▶ _REQUIRED WORK_:
Please repeat the listing below in its entirety, exactly.

BEGIN

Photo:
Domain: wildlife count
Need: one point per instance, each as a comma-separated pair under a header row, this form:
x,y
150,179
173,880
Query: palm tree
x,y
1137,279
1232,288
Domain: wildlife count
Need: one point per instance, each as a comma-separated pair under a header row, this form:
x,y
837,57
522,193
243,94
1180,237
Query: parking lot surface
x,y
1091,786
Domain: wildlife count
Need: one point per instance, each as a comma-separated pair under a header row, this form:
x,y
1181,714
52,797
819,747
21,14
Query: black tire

END

▶ _EXERCISE OUTPUT_:
Photo:
Domain: wildlife count
Need: one point per instance, each as a comma-separated pair under a header row, this form:
x,y
150,179
173,880
Query: palm tree
x,y
1137,279
1232,288
Domain: wildlife count
Need: one point per instance, each as a comma-separated pair under a header row, this form:
x,y
837,57
522,193
243,94
1180,237
Query: parking lot surface
x,y
1091,786
Domain: wildlife count
Need: one point per instance, each as a comma-separated pair under a header row, this form:
x,y
1181,714
52,797
819,747
21,14
Query: black tire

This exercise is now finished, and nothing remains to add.